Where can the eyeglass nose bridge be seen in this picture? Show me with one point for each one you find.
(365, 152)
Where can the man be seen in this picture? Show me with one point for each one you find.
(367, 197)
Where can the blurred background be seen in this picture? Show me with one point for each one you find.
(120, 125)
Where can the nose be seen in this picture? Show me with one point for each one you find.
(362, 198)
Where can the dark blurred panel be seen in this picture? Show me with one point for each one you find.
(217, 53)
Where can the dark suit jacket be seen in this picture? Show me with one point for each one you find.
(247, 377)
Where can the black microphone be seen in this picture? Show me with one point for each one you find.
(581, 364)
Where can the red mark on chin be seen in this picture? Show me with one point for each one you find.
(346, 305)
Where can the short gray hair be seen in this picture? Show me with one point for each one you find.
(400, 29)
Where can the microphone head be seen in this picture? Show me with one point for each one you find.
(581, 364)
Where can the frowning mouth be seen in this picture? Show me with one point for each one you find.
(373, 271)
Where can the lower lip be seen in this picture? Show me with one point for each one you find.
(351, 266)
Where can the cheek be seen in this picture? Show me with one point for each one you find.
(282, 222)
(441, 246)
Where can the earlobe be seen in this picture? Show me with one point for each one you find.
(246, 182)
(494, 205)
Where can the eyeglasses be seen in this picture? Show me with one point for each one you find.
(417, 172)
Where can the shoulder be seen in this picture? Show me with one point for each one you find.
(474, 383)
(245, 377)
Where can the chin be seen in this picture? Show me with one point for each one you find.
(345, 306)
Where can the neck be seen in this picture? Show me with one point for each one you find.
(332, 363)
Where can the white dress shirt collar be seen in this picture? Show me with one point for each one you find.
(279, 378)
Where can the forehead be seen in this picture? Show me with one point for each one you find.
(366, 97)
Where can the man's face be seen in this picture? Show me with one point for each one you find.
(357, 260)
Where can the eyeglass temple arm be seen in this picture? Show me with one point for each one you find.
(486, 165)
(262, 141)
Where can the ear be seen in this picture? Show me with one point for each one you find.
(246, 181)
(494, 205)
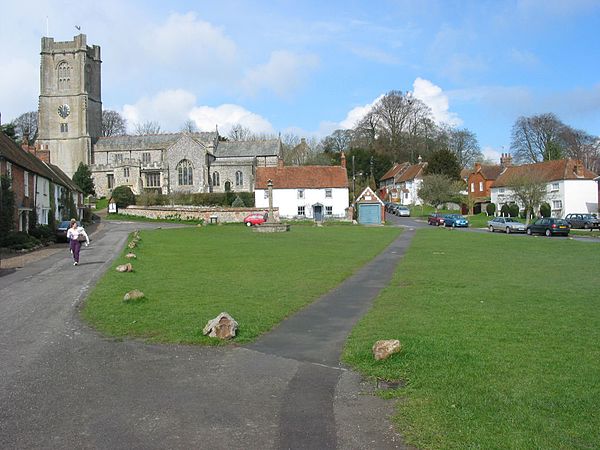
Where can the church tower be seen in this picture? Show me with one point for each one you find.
(70, 103)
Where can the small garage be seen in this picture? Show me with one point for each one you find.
(370, 208)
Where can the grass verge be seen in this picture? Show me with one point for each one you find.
(190, 275)
(500, 341)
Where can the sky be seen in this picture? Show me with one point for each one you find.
(311, 67)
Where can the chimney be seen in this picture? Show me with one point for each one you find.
(506, 160)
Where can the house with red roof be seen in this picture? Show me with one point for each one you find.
(402, 182)
(570, 187)
(313, 192)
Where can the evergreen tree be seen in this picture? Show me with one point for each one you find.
(83, 178)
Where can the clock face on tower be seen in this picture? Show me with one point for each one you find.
(64, 110)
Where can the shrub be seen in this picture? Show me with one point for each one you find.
(545, 210)
(123, 196)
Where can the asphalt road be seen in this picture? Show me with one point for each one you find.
(62, 385)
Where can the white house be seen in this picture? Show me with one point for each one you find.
(316, 192)
(570, 186)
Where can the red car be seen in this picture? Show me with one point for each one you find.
(255, 219)
(435, 219)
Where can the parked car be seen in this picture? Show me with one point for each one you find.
(402, 211)
(255, 219)
(583, 220)
(435, 219)
(549, 226)
(506, 224)
(455, 220)
(61, 230)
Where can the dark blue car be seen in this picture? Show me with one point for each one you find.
(455, 220)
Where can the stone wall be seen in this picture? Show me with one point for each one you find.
(218, 214)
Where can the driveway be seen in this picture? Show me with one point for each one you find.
(62, 385)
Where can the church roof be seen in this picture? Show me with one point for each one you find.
(232, 149)
(149, 141)
(309, 177)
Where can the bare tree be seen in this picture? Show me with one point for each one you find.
(113, 124)
(537, 138)
(240, 133)
(189, 126)
(26, 127)
(338, 141)
(463, 143)
(148, 127)
(528, 191)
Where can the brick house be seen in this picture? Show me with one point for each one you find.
(315, 192)
(38, 186)
(570, 187)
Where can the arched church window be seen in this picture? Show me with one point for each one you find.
(64, 75)
(185, 173)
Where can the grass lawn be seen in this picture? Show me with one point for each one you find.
(190, 275)
(500, 341)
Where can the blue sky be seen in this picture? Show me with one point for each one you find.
(310, 67)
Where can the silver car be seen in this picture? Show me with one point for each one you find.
(506, 224)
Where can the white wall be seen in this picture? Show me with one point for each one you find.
(287, 201)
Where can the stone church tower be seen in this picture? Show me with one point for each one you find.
(70, 103)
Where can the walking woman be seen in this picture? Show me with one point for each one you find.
(76, 236)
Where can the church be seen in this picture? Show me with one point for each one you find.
(70, 130)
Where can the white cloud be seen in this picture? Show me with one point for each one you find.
(356, 114)
(434, 97)
(283, 73)
(227, 115)
(185, 40)
(169, 108)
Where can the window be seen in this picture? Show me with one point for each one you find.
(64, 75)
(185, 173)
(153, 179)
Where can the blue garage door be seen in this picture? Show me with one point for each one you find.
(369, 214)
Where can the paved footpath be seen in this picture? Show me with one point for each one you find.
(62, 385)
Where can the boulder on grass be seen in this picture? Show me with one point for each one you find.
(125, 268)
(133, 296)
(385, 348)
(223, 327)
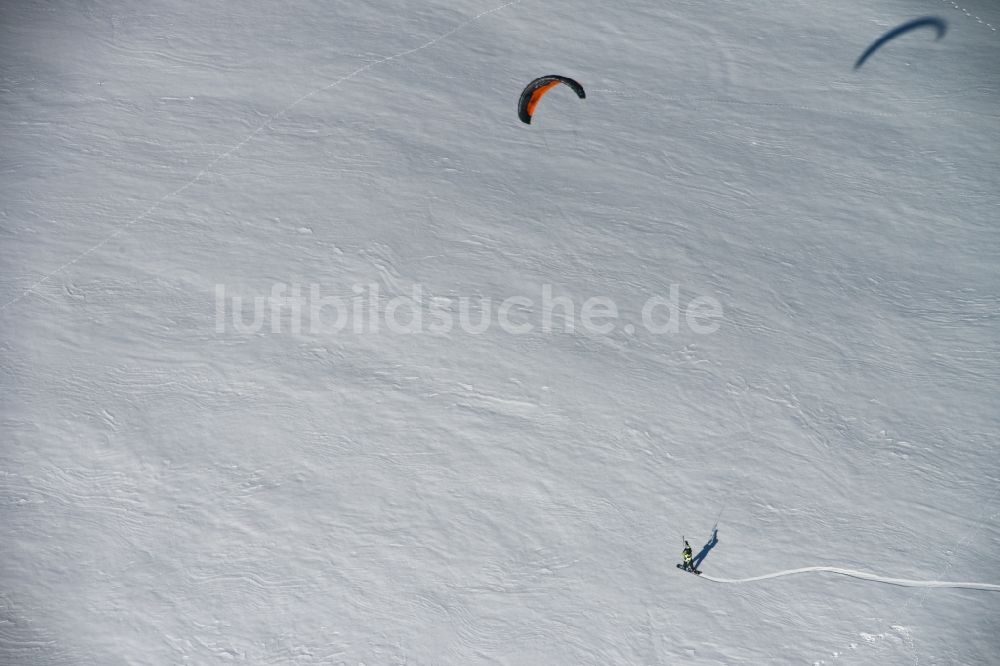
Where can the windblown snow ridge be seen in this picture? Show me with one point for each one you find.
(864, 576)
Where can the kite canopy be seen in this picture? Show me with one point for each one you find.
(534, 91)
(938, 24)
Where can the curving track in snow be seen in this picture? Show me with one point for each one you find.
(987, 587)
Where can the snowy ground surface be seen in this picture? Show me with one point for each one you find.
(175, 493)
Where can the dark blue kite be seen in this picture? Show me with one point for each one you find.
(938, 24)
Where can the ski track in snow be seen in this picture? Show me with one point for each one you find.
(149, 211)
(903, 582)
(970, 14)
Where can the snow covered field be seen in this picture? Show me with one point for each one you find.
(182, 484)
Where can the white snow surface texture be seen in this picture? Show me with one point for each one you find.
* * * *
TASK DETAILS
Exactly the lines from the one containing "Where can the church be" to the final line of the entries are wanted; please write them out, both ends included, but not the pictures.

EXPECTED ANSWER
Where can the church be seen in this picture? Show me with one point for each one you find.
(70, 130)
Where can the white cloud be seen in this picture? Show me with one point for each one you find.
(356, 114)
(434, 97)
(283, 73)
(227, 115)
(185, 40)
(169, 108)
Where can the window be seen in this picture? Show me with one point for each one you find.
(64, 75)
(185, 173)
(153, 179)
Where can the blue garage door be seen in this picture? Show me with one point for each one you find.
(369, 214)
Where can the paved footpath be seen in this picture? Show me with one point for each one you find.
(62, 385)
Where can the boulder on grass be seen in this picture? Show me with one point for each one you find.
(125, 268)
(133, 296)
(385, 348)
(223, 327)
Where can the windblown snow ridge be seen in this picture? Show me with one point for each one you find.
(864, 576)
Where can the kite canopy be seen in this picture? Show me with one point for each one you find.
(534, 91)
(938, 24)
Where can the curving track in snow be seen in this picture? Show me with one point for each one you find.
(987, 587)
Where can the snowy ground surface be seen in this picture? Show me with one point for each one you find.
(175, 493)
Where can the dark blue kite be seen in this picture? Show me with one point for each one you find.
(938, 24)
Where can the ski track in snow be seen in this picture? Show me with one point for each one you find.
(149, 211)
(903, 582)
(970, 14)
Where can the snow covered field be seen in this picture? Show me with one point for each one you find.
(182, 484)
Where can the white snow surface texture be seen in this picture? Show me with one point for each one you find.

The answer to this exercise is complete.